- INSTRUCTION -
Answer these questions from the bit saver figure descriptions:
1. What configuration do FIGS. 8A and 8B depict?
2. Against what does FIG. 16 plot Valve Position?
3. According to the final paragraph, what position of the drill bit corresponds to the configuration without weight-on-bit?

FIGS. 1A and 1B are cross-sectional, sequential views of an embodiment of the bit saver assembly in a No WOB configuration.

FIG. 2 is partial cross-sectional view of the lower section of the embodiment of bit saver assembly of FIGS. 1A and 1B.

FIG. 3 is a partial cross-sectional view of the lower middle section of the embodiment of the bit saver assembly of FIGS. 1A and 1B.

FIG. 4 is a partial cross-sectional view of the upper section of the embodiment of the bit saver assembly of FIGS. 1A and 1B.

FIGS. 5A and 5B are cross-sectional, sequential views of an embodiment of the bit saver assembly in a First WOB configuration (some WOB).

FIG. 6 is partial cross-sectional view of the lower section of the embodiment of bit saver assembly of FIGS. 5A and 5B.

FIG. 7 is a partial cross-sectional view of the upper section of the embodiment of the bit saver assembly of FIGS. 5A and 5B.

FIGS. 8A and 8B are cross-sectional, sequential views of an embodiment of the bit saver assembly in a Second WOB configuration (crack-open).

FIG. 9 is partial cross-sectional view of the lower section of the embodiment of bit saver assembly of FIGS. 8A and 8B.

FIG. 10 is a partial cross-sectional view of the upper section of the embodiment of the bit saver assembly of FIGS. 8A and 8B.

FIGS. 11A and 11B are cross-sectional, sequential views of an embodiment of the bit saver assembly in a Max WOB configuration (latched-open).

FIG. 12 is partial cross-sectional view of the lower section of the embodiment of bit saver assembly of FIGS. 11A and 11B.

FIG. 13 is a partial cross-sectional view of the upper section of the embodiment of the bit saver assembly of FIGS. 11A and 11B.

FIG. 14 is schematic representation of a wellbore drilling operation with the embodiment of the bit saver assembly of FIGS. 11A and 11B operatively connected to a drill string.

FIG. 15 is a chart of the Distance Traveled Formula.

FIG. 16 is a graphic chart plotting Valve Position against Applied WOB and Average BHA Pressure for a simulated setting of the Bit Saver.

With reference to the figures where like elements have been given like numerical designation to facilitate an understanding of the present invention, and particularly with reference to the embodiment of the bit saver sub assembly 10 depicted in FIGS. 1A-4, assembly 10 is shown as it would be configured without weight-on-bit (WOB), i.e. the drill bit off the bottom of the wellbore.

- INFORMATION PROVIDED -
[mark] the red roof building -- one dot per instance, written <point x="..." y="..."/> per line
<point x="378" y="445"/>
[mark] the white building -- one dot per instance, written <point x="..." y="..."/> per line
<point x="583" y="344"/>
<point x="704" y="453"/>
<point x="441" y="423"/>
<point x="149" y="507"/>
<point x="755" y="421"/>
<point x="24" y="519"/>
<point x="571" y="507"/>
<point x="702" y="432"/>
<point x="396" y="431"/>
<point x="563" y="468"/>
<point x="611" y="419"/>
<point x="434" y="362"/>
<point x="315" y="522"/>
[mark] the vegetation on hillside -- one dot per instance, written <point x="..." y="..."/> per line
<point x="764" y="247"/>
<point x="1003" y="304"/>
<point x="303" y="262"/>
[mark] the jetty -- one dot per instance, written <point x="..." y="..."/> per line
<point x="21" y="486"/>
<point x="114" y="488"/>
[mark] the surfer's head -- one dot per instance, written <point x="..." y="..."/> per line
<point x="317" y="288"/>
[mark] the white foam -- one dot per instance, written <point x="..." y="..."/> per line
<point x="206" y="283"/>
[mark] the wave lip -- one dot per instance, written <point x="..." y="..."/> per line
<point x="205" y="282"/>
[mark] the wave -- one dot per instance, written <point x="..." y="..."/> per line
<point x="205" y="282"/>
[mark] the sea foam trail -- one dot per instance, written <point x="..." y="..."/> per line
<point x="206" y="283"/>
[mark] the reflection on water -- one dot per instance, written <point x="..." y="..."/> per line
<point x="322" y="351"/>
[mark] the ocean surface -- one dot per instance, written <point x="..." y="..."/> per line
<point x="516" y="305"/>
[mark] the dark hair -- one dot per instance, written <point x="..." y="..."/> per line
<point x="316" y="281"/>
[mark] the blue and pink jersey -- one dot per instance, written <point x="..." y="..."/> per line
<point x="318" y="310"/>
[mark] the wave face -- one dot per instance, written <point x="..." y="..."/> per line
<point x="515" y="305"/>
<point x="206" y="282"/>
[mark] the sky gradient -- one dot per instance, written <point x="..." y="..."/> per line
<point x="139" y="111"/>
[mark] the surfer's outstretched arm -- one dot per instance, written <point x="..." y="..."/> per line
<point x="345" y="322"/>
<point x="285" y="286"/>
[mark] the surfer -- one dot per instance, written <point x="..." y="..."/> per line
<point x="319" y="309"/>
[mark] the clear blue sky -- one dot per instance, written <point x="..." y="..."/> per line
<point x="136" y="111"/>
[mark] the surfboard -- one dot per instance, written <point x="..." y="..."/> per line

- PROBLEM SOLUTION -
1. A Second WOB configuration (crack-open).
2. Applied WOB and Average BHA Pressure, for a simulated setting of the Bit Saver.
3. The drill bit is off the bottom of the wellbore.